= What you will do =
Count the lines in the entries below that contain the word "yellow", matching case exactly. Give only the number.

= The data =
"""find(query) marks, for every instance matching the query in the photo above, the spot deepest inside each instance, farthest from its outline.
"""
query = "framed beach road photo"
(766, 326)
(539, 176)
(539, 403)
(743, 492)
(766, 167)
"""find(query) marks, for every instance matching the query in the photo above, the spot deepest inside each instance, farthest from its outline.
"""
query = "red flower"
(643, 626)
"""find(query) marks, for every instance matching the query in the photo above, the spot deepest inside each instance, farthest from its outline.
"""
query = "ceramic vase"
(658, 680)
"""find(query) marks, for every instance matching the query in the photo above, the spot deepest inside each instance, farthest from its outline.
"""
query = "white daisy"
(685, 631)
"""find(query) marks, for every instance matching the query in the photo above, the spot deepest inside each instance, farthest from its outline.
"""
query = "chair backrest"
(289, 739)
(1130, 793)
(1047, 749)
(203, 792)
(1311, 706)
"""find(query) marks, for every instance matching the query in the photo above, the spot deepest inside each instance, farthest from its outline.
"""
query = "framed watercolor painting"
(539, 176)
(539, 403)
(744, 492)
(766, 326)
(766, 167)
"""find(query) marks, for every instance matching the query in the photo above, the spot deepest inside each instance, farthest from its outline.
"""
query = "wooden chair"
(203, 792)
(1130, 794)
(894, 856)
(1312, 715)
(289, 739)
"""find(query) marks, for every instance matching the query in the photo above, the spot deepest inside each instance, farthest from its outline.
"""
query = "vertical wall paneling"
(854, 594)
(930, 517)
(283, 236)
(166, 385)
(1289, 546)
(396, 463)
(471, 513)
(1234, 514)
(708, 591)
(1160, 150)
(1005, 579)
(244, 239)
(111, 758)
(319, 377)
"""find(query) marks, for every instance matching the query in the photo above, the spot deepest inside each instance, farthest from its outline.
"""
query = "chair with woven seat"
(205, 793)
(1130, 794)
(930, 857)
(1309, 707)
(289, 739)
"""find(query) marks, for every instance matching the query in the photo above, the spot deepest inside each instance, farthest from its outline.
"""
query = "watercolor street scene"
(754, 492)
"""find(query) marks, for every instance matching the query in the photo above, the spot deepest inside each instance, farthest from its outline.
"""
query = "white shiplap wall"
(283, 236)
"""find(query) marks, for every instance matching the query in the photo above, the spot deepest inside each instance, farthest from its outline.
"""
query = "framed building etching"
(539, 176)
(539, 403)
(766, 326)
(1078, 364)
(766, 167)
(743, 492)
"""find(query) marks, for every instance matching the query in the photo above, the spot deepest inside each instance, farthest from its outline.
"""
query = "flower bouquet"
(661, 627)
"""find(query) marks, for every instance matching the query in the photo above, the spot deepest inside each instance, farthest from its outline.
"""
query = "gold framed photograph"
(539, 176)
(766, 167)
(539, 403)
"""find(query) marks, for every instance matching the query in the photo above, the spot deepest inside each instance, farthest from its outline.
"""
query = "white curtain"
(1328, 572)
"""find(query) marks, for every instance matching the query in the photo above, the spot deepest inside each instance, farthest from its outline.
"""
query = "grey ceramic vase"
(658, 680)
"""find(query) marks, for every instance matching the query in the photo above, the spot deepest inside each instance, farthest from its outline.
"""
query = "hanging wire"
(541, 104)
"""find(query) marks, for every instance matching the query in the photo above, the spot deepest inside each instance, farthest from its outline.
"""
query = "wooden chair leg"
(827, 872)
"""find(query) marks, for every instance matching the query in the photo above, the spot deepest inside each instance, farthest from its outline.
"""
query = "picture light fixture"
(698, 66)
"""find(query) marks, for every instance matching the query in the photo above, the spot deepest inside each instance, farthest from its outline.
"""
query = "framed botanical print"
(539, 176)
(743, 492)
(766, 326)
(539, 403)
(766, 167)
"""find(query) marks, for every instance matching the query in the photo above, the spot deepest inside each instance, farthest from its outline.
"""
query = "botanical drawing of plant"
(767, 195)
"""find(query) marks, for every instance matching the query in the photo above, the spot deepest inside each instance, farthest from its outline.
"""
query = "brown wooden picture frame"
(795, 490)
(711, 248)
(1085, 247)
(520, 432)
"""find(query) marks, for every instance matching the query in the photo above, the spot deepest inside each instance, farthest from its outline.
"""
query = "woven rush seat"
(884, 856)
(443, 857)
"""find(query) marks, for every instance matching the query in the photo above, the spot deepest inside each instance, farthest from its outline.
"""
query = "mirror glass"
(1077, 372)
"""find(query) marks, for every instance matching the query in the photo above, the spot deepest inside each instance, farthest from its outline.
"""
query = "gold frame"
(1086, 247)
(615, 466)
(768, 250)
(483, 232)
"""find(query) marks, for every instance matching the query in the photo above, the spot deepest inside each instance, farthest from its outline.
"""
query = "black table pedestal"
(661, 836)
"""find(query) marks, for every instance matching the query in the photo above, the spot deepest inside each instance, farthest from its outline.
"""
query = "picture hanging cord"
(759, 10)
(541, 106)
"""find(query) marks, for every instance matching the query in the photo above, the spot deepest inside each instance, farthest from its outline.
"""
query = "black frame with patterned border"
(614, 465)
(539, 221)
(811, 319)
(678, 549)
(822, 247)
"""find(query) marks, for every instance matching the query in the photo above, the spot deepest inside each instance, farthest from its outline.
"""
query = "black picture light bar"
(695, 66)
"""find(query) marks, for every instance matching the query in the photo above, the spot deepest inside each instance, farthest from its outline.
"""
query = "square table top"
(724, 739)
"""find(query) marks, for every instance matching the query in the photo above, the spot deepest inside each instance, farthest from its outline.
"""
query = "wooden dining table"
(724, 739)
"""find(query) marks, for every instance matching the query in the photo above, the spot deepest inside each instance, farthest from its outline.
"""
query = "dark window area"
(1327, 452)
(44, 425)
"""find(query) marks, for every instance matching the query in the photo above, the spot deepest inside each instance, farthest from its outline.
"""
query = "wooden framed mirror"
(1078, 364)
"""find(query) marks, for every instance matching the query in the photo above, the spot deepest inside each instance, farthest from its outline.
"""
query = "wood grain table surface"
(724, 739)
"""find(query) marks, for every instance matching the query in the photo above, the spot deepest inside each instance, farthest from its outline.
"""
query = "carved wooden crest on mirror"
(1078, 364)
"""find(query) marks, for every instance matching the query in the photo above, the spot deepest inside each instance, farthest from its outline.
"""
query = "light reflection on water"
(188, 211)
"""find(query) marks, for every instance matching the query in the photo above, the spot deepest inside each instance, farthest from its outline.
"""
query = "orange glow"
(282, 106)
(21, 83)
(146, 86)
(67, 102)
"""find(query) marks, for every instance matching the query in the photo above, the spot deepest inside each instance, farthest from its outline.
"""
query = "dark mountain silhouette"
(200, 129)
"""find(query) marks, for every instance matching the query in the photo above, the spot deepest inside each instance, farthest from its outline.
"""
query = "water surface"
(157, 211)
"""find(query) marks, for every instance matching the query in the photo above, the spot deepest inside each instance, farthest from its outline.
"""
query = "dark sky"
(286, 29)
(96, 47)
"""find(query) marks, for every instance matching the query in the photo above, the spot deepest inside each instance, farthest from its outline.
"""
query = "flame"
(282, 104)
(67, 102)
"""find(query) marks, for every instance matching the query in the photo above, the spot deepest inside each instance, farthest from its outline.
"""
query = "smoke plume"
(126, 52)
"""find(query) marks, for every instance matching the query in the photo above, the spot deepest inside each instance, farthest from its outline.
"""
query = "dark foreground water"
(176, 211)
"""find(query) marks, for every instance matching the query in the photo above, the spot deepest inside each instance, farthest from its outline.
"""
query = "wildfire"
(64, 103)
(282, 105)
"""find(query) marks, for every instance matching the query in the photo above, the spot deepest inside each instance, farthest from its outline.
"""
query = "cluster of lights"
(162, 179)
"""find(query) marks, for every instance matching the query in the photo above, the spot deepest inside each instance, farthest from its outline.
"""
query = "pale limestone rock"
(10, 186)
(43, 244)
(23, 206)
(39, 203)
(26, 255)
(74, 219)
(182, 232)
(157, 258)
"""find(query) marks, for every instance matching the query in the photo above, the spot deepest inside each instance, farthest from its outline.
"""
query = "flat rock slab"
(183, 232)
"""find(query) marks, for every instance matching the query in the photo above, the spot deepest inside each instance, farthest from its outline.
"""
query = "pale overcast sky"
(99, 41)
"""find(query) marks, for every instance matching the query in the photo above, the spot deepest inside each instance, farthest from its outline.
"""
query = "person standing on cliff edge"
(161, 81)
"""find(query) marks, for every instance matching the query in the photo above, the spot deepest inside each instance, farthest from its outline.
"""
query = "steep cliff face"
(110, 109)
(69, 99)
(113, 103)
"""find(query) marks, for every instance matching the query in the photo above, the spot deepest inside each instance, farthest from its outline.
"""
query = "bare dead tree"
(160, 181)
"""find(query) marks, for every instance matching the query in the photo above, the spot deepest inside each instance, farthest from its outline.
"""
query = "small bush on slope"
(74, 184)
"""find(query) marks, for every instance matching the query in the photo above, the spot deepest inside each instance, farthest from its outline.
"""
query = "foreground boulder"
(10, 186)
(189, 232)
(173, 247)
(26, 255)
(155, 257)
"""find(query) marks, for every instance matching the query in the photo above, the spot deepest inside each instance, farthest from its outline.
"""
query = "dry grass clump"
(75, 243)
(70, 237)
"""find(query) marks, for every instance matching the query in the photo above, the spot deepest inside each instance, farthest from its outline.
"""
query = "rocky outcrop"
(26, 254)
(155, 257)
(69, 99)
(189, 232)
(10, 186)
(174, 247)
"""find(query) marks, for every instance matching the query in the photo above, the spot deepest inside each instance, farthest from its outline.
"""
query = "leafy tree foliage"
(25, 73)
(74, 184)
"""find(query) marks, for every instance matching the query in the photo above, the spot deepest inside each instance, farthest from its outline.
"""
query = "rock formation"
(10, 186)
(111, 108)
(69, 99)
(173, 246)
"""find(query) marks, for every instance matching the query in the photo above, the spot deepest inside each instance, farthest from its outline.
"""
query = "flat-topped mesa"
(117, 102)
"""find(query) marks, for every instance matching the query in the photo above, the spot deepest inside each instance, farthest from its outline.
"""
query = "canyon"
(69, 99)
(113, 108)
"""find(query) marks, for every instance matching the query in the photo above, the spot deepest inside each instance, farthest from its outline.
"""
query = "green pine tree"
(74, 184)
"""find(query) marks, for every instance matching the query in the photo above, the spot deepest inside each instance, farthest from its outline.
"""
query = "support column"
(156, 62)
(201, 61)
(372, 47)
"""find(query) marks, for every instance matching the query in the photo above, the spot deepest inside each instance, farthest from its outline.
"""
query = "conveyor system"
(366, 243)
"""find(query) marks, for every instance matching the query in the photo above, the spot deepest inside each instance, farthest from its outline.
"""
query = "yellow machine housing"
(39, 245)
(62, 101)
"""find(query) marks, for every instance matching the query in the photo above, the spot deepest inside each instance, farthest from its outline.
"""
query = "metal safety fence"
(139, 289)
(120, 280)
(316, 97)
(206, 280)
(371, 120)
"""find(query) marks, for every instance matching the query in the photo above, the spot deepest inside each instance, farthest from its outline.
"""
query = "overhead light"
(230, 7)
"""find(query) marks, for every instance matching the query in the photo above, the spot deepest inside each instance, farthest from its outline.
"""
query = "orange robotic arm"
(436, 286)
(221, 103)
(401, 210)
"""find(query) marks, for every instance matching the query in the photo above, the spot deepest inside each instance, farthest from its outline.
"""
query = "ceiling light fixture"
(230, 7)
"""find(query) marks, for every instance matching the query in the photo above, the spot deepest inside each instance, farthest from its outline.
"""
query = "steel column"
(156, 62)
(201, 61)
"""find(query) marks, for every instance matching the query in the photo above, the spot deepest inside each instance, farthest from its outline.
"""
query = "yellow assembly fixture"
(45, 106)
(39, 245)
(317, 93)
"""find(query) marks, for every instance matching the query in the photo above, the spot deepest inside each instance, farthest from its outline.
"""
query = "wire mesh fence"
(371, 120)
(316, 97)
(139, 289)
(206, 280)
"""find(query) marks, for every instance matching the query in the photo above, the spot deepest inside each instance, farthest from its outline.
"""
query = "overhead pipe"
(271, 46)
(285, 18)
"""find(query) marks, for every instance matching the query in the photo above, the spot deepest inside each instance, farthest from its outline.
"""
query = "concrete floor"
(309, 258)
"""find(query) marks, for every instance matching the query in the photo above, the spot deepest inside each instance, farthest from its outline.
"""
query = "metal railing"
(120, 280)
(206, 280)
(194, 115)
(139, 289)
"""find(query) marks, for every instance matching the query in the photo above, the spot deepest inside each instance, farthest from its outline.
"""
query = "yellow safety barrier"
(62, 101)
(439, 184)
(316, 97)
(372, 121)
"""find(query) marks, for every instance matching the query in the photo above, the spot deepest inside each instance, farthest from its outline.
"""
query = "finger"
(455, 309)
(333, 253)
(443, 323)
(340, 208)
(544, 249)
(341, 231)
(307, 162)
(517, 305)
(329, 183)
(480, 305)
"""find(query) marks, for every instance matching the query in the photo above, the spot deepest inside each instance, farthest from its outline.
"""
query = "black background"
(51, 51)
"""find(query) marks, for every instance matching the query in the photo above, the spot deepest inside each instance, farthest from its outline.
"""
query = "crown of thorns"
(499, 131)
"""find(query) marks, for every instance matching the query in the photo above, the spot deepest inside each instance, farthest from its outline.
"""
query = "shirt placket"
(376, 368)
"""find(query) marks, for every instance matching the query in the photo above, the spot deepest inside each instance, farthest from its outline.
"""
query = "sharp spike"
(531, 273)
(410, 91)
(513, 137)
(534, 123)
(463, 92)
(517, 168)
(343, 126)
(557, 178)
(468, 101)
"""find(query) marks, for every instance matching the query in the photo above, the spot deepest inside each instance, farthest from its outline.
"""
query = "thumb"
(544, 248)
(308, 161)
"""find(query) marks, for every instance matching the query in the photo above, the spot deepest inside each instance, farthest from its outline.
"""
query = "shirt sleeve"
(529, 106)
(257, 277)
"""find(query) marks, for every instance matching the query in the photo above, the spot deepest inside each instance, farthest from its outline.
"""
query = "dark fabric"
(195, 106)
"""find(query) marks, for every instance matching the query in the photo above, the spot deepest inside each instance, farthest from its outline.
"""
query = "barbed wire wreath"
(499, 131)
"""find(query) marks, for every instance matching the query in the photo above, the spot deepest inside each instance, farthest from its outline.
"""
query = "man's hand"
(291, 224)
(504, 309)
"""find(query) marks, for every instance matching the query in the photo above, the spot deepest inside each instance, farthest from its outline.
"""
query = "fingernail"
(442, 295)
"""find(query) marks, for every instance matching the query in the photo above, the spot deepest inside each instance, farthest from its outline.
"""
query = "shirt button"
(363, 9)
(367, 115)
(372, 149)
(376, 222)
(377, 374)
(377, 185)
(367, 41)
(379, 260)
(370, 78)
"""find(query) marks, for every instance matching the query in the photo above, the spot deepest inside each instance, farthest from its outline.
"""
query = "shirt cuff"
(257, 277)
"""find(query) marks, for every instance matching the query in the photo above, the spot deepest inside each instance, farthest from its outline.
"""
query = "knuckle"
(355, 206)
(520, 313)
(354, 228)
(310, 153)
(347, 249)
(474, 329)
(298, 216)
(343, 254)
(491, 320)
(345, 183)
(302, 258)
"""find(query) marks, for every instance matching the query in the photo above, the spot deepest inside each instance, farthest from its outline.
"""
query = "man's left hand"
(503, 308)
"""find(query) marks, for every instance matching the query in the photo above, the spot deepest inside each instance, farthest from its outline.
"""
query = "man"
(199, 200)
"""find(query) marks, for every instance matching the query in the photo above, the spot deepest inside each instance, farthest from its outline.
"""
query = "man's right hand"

= Result for this task =
3